Set task >> How many lines in the items below contain the string "wheel"? Reply with the number alone.

Extracted entries >>
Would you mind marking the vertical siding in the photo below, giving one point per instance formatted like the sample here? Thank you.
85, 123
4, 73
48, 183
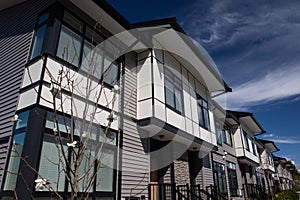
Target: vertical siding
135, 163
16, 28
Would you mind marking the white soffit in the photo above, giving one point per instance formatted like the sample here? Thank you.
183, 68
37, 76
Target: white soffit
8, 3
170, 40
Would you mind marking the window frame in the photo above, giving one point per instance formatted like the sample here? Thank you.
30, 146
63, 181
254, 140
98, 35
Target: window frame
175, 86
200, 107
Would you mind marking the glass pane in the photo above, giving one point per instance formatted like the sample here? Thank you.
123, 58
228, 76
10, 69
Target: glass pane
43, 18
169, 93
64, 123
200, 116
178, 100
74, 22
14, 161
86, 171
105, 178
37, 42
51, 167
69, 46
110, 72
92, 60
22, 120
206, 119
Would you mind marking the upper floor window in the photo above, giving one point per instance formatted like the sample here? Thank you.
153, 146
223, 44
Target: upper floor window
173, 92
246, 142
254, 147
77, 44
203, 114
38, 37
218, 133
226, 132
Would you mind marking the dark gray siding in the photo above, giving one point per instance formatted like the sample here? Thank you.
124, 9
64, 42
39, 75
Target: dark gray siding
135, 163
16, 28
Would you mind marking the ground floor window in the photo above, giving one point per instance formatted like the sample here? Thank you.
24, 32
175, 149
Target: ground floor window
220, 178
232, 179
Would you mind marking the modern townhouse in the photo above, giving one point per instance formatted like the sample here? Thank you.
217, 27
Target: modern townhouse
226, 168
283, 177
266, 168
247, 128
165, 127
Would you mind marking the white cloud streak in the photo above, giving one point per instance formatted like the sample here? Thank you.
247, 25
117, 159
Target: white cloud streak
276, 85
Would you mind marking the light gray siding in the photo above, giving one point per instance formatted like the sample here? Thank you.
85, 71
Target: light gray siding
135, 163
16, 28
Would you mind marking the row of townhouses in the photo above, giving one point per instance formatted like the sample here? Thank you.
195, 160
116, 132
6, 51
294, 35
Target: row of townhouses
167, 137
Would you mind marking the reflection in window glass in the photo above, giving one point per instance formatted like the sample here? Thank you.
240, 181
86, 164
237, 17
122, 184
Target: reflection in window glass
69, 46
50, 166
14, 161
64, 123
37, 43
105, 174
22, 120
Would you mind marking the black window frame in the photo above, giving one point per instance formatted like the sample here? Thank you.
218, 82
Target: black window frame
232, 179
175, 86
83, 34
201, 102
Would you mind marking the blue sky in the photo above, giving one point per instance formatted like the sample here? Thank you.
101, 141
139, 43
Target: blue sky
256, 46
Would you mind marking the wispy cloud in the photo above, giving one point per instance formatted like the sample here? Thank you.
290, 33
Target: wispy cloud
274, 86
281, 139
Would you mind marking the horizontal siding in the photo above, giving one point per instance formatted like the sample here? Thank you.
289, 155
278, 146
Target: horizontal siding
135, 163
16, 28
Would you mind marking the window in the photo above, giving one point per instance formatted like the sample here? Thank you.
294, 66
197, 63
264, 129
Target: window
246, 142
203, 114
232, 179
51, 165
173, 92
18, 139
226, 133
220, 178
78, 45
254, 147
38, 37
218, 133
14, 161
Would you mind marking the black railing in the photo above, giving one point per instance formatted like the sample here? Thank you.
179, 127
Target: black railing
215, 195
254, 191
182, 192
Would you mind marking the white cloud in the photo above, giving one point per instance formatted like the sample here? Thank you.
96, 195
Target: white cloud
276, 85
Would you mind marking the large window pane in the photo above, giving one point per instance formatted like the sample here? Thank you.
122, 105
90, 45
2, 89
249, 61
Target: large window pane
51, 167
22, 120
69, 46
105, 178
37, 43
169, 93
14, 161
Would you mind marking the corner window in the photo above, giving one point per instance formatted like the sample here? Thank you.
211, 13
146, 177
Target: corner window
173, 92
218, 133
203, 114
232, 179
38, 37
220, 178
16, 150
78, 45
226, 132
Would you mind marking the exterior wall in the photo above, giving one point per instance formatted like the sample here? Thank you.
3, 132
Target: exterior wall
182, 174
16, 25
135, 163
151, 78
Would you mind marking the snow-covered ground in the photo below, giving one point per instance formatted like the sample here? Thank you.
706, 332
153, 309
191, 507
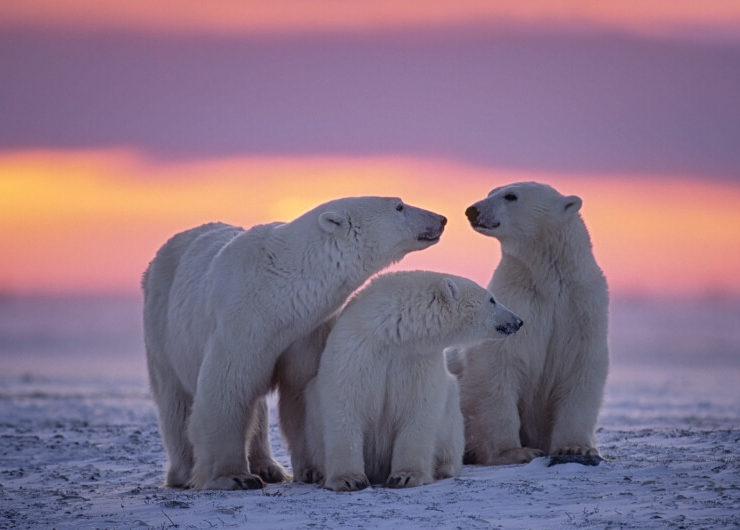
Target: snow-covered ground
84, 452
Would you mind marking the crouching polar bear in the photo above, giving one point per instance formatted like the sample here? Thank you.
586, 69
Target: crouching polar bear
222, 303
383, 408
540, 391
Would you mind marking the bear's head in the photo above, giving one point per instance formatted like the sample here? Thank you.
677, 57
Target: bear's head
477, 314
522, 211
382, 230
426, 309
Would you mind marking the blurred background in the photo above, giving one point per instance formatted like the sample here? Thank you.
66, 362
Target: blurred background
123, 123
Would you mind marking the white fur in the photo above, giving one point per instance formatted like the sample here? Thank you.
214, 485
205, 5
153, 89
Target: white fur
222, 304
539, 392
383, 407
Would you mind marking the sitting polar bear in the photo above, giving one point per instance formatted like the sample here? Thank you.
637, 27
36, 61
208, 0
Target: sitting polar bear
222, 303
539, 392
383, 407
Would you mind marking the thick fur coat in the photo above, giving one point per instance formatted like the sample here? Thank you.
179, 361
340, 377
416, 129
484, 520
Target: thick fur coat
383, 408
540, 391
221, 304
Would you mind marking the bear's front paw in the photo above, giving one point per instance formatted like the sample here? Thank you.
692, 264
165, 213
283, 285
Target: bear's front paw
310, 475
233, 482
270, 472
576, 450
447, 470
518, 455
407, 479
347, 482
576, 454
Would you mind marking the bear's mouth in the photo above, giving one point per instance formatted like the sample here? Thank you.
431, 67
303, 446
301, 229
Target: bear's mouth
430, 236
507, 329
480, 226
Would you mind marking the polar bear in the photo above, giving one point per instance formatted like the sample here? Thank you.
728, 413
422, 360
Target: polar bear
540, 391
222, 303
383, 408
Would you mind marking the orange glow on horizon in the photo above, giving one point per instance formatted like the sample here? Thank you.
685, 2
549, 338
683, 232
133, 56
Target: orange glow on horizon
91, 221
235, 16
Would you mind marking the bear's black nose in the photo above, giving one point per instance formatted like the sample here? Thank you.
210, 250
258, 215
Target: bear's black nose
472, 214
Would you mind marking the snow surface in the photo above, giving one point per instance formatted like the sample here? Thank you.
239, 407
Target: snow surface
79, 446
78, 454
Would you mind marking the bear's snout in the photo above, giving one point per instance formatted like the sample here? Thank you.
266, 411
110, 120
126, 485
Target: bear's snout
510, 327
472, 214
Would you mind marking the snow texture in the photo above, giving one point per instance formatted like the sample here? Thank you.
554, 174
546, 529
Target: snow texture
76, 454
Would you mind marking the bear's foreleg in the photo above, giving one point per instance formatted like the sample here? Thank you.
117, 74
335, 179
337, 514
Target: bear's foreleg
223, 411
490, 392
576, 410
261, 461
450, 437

--

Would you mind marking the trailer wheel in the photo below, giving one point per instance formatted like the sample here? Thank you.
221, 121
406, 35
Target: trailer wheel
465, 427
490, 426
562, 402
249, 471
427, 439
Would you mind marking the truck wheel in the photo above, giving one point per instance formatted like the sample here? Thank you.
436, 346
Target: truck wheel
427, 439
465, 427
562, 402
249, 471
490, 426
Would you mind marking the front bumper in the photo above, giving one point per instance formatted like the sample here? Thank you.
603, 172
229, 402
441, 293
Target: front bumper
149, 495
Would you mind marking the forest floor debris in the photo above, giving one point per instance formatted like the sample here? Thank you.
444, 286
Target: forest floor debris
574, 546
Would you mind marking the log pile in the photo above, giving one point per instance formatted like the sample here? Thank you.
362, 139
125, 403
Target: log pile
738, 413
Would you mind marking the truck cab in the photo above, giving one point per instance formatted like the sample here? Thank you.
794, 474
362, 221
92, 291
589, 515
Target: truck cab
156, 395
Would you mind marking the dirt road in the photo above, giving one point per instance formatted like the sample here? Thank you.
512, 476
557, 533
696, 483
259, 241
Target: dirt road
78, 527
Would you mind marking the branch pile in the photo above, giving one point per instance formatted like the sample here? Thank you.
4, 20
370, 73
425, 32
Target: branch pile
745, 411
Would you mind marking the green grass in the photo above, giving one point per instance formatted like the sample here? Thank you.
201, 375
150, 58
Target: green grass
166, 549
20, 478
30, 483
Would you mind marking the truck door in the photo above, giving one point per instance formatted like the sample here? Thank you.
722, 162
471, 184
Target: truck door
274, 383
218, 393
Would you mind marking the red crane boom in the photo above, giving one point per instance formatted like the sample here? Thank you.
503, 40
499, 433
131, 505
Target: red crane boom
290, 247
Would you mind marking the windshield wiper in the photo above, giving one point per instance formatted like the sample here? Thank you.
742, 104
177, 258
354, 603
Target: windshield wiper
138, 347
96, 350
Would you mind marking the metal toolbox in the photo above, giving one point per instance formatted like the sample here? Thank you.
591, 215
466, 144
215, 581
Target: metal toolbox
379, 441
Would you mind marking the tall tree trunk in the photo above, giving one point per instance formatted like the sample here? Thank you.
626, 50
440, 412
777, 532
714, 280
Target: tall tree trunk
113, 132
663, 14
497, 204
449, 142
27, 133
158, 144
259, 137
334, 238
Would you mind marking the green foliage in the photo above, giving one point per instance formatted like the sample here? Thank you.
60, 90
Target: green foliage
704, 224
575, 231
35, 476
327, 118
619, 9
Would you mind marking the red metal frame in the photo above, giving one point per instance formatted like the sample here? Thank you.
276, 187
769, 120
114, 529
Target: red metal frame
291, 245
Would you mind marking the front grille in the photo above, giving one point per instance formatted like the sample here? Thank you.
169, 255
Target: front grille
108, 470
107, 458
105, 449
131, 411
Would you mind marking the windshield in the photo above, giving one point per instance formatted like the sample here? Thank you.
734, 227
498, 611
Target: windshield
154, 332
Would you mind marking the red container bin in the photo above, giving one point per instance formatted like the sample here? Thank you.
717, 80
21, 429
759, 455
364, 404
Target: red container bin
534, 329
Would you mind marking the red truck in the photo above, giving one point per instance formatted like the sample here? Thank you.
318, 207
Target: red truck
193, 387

...

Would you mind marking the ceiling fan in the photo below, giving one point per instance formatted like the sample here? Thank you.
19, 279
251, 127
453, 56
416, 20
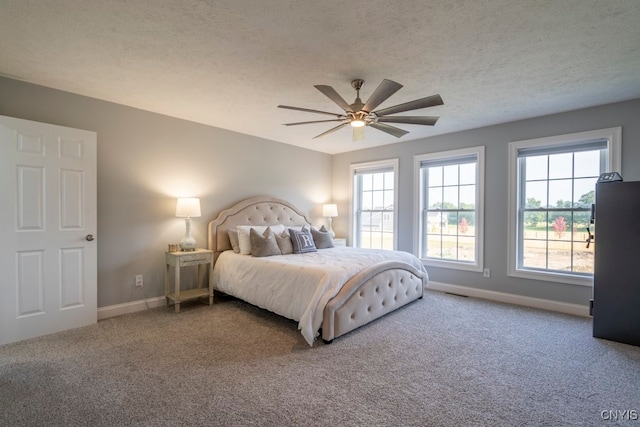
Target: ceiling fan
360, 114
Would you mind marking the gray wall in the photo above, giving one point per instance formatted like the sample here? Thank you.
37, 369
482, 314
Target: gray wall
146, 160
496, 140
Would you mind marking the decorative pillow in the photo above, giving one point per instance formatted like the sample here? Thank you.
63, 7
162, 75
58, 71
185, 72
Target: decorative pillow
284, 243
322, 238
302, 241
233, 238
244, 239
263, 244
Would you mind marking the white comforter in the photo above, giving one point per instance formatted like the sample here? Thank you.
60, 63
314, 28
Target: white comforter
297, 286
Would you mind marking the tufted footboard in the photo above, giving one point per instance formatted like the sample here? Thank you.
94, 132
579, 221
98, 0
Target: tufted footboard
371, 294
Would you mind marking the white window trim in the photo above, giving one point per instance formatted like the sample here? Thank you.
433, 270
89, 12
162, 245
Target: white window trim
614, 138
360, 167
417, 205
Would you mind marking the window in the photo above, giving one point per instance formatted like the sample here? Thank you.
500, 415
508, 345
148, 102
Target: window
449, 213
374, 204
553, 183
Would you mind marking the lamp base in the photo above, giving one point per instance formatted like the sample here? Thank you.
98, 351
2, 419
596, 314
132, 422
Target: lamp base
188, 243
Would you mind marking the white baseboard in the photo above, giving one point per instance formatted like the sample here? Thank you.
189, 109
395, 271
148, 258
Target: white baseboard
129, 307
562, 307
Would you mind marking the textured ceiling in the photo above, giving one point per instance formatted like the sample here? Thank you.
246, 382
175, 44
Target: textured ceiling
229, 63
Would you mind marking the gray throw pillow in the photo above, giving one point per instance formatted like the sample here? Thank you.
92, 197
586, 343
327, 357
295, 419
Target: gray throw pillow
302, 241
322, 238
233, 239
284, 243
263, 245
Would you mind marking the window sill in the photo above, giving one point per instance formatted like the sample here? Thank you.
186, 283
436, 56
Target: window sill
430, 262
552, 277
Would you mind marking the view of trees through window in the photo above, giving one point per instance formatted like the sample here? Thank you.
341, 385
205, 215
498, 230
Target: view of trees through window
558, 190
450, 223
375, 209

Task answer >> 4